STATED PROBLEM 1 ▸ Name the banks that the passage on the Abacha bank accounts says were singled out for failing to run adequate checks on new accounts.
STATED PROBLEM 2 ▸ Write the next part of the passage on the Abacha bank accounts, starting after its final sentence.
=== EXTRACT ===
Abba Abacha, the court heard, had used false identities and passports to open over 30 bank accounts from 1996 onwards in Switzerland, Luxembourg, Liechtenstein and the Bahamas to stash his father and relatives’ money.
In the inquiry he claimed he had acted at the request of his brother, Mohammed, who was behind the affairs, without knowing that it was illegal to use false names for banking transactions.
Since Switzerland started the investigation in 1999, officials have recovered about $700 million, paid back to Nigeria in installments.
Nearly the entire international banking community appears to have had some role in hiding the Abacha monies. In a 2002 report, the Swiss Federal Banking Commission said 19 banks had dealings with Abacha and did not report suspicions of money laundering to the Swiss authorities.
Six banks - three branches of Crédit Suisse Plus, Crédit Agricole Indosuez, Union Bancaire Privée and MM Warburg - were singled out for failing to run adequate checks on new accounts, including those opened by Gen. Abacha's two sons.
=== DATA ROWS ===
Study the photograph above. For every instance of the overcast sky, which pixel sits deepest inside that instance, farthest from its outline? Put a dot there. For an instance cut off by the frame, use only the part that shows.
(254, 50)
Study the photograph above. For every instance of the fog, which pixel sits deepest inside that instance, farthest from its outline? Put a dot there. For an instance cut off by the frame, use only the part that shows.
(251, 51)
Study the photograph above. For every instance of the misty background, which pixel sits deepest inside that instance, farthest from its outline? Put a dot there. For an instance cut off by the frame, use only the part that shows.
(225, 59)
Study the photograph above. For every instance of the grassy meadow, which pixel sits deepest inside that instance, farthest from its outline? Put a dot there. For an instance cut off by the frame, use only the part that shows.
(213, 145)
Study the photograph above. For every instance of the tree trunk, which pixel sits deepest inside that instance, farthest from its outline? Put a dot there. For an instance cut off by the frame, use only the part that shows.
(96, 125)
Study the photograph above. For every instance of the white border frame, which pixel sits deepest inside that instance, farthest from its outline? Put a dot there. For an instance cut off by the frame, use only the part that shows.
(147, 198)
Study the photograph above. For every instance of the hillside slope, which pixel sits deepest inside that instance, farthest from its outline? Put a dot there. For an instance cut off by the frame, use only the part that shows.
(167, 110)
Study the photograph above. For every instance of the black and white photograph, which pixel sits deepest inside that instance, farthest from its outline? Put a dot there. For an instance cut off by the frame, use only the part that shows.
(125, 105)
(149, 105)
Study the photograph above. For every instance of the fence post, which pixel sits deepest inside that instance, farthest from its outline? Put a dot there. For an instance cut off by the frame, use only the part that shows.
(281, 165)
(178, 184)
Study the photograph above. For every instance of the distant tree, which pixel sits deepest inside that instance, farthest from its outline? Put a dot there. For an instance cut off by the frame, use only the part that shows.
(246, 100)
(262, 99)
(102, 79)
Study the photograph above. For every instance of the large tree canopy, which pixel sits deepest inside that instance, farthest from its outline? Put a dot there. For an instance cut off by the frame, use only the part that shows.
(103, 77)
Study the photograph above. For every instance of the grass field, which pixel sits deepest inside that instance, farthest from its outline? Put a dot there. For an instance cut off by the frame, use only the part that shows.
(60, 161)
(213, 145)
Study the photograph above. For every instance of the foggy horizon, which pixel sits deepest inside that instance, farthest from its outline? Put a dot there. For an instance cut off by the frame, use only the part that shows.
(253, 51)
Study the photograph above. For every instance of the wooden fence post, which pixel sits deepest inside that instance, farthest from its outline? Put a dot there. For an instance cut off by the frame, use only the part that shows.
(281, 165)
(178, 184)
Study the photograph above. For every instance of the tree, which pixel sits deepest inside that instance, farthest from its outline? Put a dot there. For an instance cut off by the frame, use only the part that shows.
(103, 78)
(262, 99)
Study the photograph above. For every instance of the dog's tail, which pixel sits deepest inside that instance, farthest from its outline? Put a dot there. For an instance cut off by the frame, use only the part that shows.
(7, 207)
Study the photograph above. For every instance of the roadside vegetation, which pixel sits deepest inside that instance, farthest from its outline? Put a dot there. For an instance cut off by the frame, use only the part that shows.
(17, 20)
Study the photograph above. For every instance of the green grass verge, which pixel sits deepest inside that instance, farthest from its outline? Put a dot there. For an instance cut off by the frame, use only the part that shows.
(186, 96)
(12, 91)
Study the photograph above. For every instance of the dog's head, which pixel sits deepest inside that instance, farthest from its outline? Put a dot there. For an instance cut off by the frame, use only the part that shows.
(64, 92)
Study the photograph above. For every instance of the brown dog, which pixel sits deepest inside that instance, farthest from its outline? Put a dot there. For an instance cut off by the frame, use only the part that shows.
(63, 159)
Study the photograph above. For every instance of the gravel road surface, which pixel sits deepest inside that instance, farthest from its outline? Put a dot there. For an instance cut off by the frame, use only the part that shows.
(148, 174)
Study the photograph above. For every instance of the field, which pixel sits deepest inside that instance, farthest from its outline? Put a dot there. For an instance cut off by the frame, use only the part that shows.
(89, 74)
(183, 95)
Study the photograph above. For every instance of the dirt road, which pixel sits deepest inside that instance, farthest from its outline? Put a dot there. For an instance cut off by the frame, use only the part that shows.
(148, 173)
===
EXERCISE OUTPUT 1 ▸ Crédit Suisse Plus, Crédit Agricole Indosuez, Union Bancaire Privée and MM Warburg

EXERCISE OUTPUT 2 ▸
“The mere fact that significant assets of dubious origin, from people close to former Nigerian President Sani Abacha, were deposited at Swiss banks is highly unsatisfactory and damages the image of Switzerland as a financial centre," Banking Commission chairman Kurt Hauri said in 2002 after a 10-month investigation.
The commission said that almost a third of the Abacha money deposited with Swiss banks had first been banked in the UK, United States and Austria.
The hearing is set to resume on Tuesday despite Abacha’s request for a postponement.